- **Exercice proposé A**
Reproduis intégralement le texte sur l'« Éloge de la calvitie ».

- **Texte choisi**
+ + + + +
Il n’existe pas moins de trois tra­duc­tions fran­çaises de l’«Éloge de la cal­vi­tie», mais s’il fal­lait n’en choi­sir qu’une seule, je choi­si­rais celle de M. Noël Au­jou­lat.

«Ἐγὼ μὲν οὖν καὶ ὁπηνίκα τὸ δεινὸν ἤρχετο καὶ θρὶξ ἀπερρύη, μέσην αὐτὴν δέδηγμαι τὴν καρδίαν· καὶ ἐπειδὴ προσέκειτο μᾶλλον, ἄλλης ἐπ’ ἄλλῃ πιπτούσης, ἤδη δὲ καὶ σύνδυο καὶ κατὰ πλείους, καὶ ὁ πόλεμος λαμπρὸς ἦν, ἀγομένης καὶ φερομένης τῆς κεφαλῆς, τότε δή — τότε χαλεπώτερα πάσχειν ᾤμην ἢ ὑπ’ Ἀρχιδάμου τοὺς Ἀθηναίους ἐπὶ τῇ δενδροτομίᾳ τῶν Ἀχαρνῶν, ταχύ τε ἀπεδείχθην ἀνεπιτήδευτος Εὐϐοεύς, οὓς “ὄπιθεν κομόωντας” ἐστράτευσεν ἐπὶ Τροίαν ἡ Ποίησις.»
+ + + + +
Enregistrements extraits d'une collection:
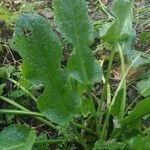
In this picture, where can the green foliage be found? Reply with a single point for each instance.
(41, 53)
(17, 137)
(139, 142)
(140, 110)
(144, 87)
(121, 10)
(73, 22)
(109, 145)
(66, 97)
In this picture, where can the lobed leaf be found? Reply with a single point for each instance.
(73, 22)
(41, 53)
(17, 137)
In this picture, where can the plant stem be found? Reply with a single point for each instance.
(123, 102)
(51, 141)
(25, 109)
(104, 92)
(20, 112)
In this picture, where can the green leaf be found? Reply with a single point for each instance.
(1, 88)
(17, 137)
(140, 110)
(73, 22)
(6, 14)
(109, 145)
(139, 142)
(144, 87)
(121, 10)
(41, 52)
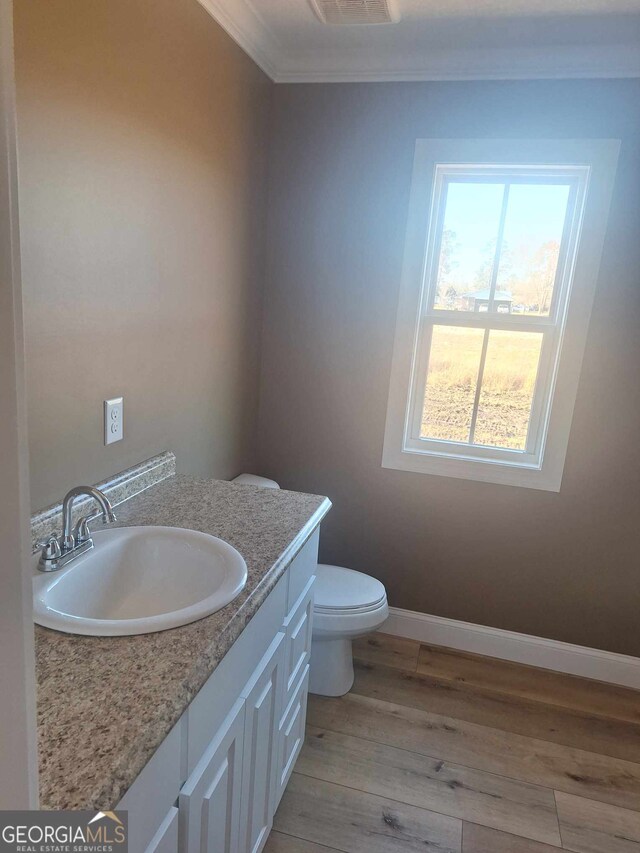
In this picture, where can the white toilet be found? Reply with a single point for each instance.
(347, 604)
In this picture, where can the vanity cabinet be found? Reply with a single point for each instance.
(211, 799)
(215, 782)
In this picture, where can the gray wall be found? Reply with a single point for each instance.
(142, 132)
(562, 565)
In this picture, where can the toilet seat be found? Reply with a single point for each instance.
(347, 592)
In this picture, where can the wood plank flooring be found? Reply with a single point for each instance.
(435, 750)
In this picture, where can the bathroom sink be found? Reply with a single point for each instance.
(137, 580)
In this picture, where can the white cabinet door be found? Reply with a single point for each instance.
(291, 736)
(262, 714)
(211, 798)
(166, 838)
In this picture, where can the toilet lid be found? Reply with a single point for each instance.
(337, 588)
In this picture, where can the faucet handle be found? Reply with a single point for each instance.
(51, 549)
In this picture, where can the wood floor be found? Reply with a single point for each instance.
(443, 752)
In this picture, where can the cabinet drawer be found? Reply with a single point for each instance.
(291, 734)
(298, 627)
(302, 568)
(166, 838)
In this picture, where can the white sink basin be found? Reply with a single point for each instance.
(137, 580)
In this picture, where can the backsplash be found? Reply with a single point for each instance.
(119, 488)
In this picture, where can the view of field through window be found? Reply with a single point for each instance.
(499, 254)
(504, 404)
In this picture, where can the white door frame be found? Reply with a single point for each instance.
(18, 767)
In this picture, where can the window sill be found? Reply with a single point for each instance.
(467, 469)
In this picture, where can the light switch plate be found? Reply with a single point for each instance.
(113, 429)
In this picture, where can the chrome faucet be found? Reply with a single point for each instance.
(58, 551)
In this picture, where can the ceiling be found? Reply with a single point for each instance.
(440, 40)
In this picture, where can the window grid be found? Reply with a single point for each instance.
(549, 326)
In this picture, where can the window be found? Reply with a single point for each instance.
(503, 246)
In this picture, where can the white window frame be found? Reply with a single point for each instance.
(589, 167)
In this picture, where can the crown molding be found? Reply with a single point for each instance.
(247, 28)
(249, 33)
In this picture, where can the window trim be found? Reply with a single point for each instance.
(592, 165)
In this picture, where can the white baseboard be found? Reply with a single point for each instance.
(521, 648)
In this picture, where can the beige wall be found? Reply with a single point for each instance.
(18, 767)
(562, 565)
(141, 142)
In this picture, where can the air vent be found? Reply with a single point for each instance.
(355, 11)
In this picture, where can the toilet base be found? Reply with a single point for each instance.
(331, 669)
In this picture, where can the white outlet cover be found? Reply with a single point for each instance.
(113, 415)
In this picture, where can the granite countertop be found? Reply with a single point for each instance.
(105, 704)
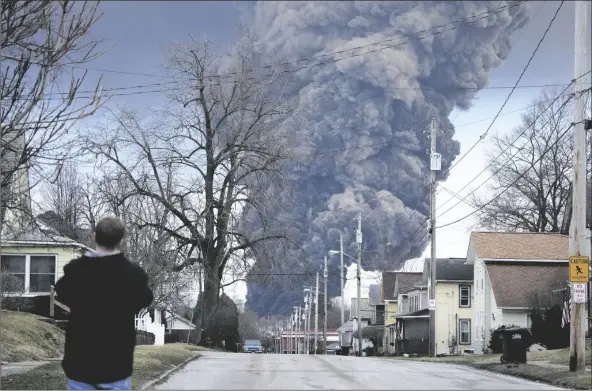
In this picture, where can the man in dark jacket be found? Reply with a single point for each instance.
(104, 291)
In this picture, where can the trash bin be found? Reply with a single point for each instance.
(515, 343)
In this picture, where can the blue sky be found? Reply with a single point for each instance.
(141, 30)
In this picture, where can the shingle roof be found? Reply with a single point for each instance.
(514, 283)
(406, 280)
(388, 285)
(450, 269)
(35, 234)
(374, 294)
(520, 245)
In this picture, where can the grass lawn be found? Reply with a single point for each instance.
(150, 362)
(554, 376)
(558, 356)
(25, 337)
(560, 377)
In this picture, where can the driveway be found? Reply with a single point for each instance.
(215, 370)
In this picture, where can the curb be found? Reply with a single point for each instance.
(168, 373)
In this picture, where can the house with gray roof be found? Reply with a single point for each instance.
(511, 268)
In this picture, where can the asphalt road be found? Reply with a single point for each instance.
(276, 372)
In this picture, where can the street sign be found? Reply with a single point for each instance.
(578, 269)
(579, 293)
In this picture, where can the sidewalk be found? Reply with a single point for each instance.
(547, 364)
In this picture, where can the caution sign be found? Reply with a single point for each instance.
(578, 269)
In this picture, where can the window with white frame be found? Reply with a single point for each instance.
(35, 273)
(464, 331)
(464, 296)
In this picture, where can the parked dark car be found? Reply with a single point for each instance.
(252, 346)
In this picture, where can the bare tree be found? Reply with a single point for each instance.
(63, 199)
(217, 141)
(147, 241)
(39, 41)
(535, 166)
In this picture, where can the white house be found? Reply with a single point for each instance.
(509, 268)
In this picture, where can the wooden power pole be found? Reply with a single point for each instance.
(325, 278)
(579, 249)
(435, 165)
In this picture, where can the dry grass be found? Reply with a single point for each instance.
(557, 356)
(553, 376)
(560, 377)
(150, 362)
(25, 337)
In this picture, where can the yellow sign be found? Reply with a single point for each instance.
+ + + + +
- **Exercice proposé B**
Relève chaque ligne des enregistrements contenant le mot « roof ».

- **Résultat de l'exercice A**
Il n’existe pas moins de trois tra­duc­tions fran­çaises de l’«Éloge de la cal­vi­tie», mais s’il fal­lait n’en choi­sir qu’une seule, je choi­si­rais celle de M. Noël Au­jou­lat.

«Ἐγὼ μὲν οὖν καὶ ὁπηνίκα τὸ δεινὸν ἤρχετο καὶ θρὶξ ἀπερρύη, μέσην αὐτὴν δέδηγμαι τὴν καρδίαν· καὶ ἐπειδὴ προσέκειτο μᾶλλον, ἄλλης ἐπ’ ἄλλῃ πιπτούσης, ἤδη δὲ καὶ σύνδυο καὶ κατὰ πλείους, καὶ ὁ πόλεμος λαμπρὸς ἦν, ἀγομένης καὶ φερομένης τῆς κεφαλῆς, τότε δή — τότε χαλεπώτερα πάσχειν ᾤμην ἢ ὑπ’ Ἀρχιδάμου τοὺς Ἀθηναίους ἐπὶ τῇ δενδροτομίᾳ τῶν Ἀχαρνῶν, ταχύ τε ἀπεδείχθην ἀνεπιτήδευτος Εὐϐοεύς, οὓς “ὄπιθεν κομόωντας” ἐστράτευσεν ἐπὶ Τροίαν ἡ Ποίησις.»

- **Résultat de l'exercice B**
In this picture, where can the shingle roof be found? Reply with a single point for each instance.
In this picture, where can the house with gray roof be found? Reply with a single point for each instance.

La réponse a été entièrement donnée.